*Отрывок для чтения*.

──────────────────────────────

Зарождения жизни в геологические периоды.

Совершенно иное представляет первое предположение. Оно может очень хорошо объяснить, отчего мы не видели следов зарождения жизни в геологические периоды. Вместе с тем оно допускает нахождение на земной поверхности в это время таких количеств и форм действенной энергии, которые совершенно достаточны для всякого рода мыслимых на Земле изменений, в том числе и для зарождения жизни.

Согласно этим предположениям, в эпохи, когда Земля обладала высокой температурой, имела горячую атмосферу, в эпоху интенсивной свободной энергии, произошел синтез тех углеродно- азотистых соединений, которые могли служить источником зарождения организмов. Эти условия не повторялись на Земле в позднейшие геологические эпохи и потому дальнейшего зарождения организмов не происходило.

Идеи этого рода были выдвинуты, кажется, впервые Пфлюгером, который основывался на эндотермических условиях образования циановых соединений, которые действительно образуются при высоких температурах. Хотя связь циановых соединений с белковыми или другими необходимыми для организма углеродно-азотистыми телами очень отдаленная, однако нельзя отрицать, что они действительно указывают на новые условия образования сложных углеродно-азотистых соединений, которые мы не должны упускать из виду при наших исканиях.

В позднейшее время в этом направлении было сделано несколько разнообразных гипотетических предположений. Допускали возможность синтеза белков при высоких температурах, считали возможным образование мочевины в присутствии аммиака, хлористого карбонита, углекислоты, а еще при понижении температуры до 100° — аминокислот. Этим теориям нельзя отказать в большом интересе и в значительной допустимости таких предположений. Но дальше идти мы пока не можем. Ибо следов нахождения этих тел мы в земных условиях до сих пор не встретили.

Но надо их искать. Ибо нельзя не отметить, что в области углеродно-азотистых тел мы должны считаться с недостаточной разработанностью наших знаний в области минералогии и геохимии азота. Несомненно, и сейчас образуются на Земле циановые и аммиачные соединения при более высоких температурах — в метаморфической оболочке, в вулканических извержениях; есть указания и на образования карбониловых тел, а в последнее время указываются не связанные, по-видимому, с живой материей оксины, состоящие из углерода, азота и кислорода. Но до сих пор нет никаких указаний на их нахождение в формах и условиях, которые хотя бы отдаленным образом приближались к тем, при которых можно было бы — при самых смелых допущениях — предположить возможность в связи с ними возникновения (зарождения) зародыша живого организма из мертвой материи.

──────────────────────────────

*Строки данных*.
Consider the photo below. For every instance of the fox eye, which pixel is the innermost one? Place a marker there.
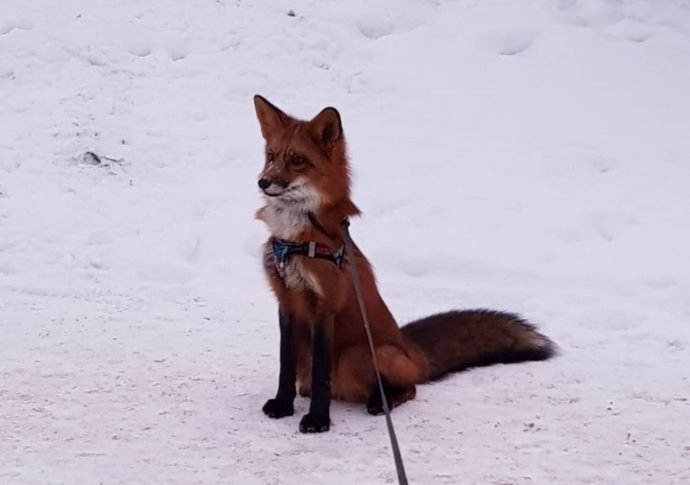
(297, 161)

──────────────────────────────

*Короткое задание*. Допишите следующую часть отрывка о зарождении жизни в геологические периоды, начав сразу после его последнего предложения. Листинг никак не связан с отрывком о зарождении жизни.

*Ответ на задание*.
Самое большее, что они дают возможность заключить, это только то, что искания в этой области не вполне безнадежны и что в земной коре существовали, а может быть, и существуют условия, которые и в геологические эпохи допускали образование углеродно-азотистых тел, не связанных с живой материей.

От этих тел еще далеко до соединений, входящих в состав тела организмов, но вполне мыслимо, что в других догеологических эпохах синтез этих тел происходил в большем размере и в иных формах и приводил к тем гипотетическим синтезам мочевины или аминокислот, о которых я говорил выше.

Но сейчас для нас эти предположения являются бесплодными, так как никаких указаний на нахождение их в геологических явлениях мы не видим, кроме самого существования в геологических процессах живой материи, появление которой можно объяснять и иначе.

Нельзя не отметить, что для этих гипотез нет никакой необходимости исходить из теорий типа кантлапласовской; и плането-зимальные теории позволяют предположить нахождение на земной поверхности термодинамических условий того же самого порядка.

К этому циклу идей подходят и предположения об образовании органических соединений, нужных организму, из неорганических путем длительной эволюции. Но мы стоим здесь в области научных догадок, лишенных пока каких бы то ни было научных фактов, указывающих на реальную возможность их образования [1] *.

Поэтому мы должны в научной области оставить их без рассмотрения, хотя как раз эти идеи в последнее время, после речи физиолога Шефера в 1912 г. на съезде Британской ассоциации наук, обратили на себя внимание широких кругов образованного общества.

Значительно более отвечают нашему теперешнему научному миропониманию гипотезы, которые допускают, что жизнь зарождается не на Земле, а на Землю приносится извне, из космических пространств в готовом виде.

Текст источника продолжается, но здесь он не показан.